▸ What this exercise asks:
1/ According to the text on IPython's data publication API, what does the API allow IPython Engines to do?
2/ Rewrite the rows from the line with "If you could indicate the rear" to the line with "point(106, 162)", replacing "rear bumper" with "back bumper" and leaving everything else unchanged.

IPython's Data Publication API

IPython has an API that allows IPython Engines to publish data back to the Client. This Notebook shows how this API works.

Setup

We begin by enabling matplotlib plotting and creating a Client object to work with an IPython cluster.


In [1]:
%matplotlib inline

In [2]:
from IPython.parallel import Client

In [3]:
c = Client()
dv = c[:]
dv.block = False
dv


Out[3]:
<DirectView [0, 1, 2, 3,...]>

Simple publication

Here is a simple Python function we are going to run on the Engines. This function uses publish_data to publish a simple Python dictionary when it is run.


In [4]:
def publish_it():
    from IPython.kernel.zmq.datapub import publish_data
    publish_data(dict(a='hi'))

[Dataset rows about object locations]
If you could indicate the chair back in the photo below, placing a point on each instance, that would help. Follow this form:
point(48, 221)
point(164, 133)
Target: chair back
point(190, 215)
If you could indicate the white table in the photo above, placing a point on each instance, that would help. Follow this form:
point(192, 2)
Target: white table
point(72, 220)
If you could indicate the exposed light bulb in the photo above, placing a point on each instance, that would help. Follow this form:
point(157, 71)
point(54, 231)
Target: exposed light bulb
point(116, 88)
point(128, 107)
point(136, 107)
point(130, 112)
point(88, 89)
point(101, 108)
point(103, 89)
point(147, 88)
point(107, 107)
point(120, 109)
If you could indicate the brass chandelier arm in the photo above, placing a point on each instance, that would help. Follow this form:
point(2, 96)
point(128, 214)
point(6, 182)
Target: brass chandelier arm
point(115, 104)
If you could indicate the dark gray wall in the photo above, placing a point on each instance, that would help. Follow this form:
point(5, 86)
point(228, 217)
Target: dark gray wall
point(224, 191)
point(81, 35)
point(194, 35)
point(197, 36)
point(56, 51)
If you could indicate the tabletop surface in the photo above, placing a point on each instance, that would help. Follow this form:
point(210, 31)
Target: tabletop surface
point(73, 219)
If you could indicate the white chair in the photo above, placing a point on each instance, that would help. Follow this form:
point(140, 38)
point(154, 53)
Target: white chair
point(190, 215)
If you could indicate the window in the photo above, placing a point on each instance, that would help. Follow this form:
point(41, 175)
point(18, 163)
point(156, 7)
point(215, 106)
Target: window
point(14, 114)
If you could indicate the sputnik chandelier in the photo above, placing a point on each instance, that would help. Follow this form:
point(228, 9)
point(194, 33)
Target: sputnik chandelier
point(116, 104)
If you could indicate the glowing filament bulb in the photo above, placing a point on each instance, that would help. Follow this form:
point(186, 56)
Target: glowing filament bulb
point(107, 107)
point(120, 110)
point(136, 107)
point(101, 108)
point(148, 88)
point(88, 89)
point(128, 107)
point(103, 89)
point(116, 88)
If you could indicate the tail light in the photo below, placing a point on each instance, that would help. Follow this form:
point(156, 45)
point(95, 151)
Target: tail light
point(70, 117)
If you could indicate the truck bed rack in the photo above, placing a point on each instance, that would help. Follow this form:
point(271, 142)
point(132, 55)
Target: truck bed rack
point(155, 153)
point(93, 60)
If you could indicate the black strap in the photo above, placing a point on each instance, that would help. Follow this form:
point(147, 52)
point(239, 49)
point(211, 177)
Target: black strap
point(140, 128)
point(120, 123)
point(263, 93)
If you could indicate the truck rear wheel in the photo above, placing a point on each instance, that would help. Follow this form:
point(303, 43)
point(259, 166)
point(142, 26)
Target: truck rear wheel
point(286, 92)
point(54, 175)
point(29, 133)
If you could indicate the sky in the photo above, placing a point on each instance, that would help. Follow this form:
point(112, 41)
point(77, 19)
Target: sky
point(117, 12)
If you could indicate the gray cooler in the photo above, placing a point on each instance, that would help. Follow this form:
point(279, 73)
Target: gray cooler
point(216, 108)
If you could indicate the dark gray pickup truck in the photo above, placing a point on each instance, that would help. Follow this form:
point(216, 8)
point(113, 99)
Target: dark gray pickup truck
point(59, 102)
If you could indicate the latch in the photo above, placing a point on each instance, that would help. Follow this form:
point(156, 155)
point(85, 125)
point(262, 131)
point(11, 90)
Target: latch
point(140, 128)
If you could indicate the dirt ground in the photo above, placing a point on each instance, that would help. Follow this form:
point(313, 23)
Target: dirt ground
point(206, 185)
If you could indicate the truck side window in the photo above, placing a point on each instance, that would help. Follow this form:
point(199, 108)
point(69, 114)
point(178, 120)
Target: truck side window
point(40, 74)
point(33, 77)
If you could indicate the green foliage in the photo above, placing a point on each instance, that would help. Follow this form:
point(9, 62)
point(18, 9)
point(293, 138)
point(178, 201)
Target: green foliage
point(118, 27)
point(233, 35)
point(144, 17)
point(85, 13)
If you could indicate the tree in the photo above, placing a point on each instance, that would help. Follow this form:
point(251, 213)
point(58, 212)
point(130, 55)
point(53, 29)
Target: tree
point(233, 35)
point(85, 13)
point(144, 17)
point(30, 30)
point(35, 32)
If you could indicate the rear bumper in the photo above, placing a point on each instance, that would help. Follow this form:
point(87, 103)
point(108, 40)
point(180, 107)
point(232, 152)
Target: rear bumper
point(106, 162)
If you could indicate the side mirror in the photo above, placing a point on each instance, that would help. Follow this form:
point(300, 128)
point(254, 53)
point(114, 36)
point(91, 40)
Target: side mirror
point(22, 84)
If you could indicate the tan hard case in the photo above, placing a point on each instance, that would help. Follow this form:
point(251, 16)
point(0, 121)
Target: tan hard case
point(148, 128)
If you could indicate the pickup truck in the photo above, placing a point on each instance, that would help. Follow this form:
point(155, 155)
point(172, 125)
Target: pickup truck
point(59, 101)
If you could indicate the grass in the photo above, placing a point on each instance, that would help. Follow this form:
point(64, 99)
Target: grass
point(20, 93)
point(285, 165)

▸ Written responses:
1/ It allows them to publish data back to the Client.

2/
If you could indicate the back bumper in the photo above, placing a point on each instance, that would help. Follow this form:
point(87, 103)
point(108, 40)
point(180, 107)
point(232, 152)
Target: back bumper
point(106, 162)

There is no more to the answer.